=== Data records ===
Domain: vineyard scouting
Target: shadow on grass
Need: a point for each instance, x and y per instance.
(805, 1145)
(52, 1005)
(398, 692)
===
Exercise
Each entry shown above is to be duplicated exactly.

Answer
Domain: vineyard scouting
Target: shadow on grass
Need: a point for each instance, x and y per instance.
(805, 1145)
(52, 1005)
(398, 692)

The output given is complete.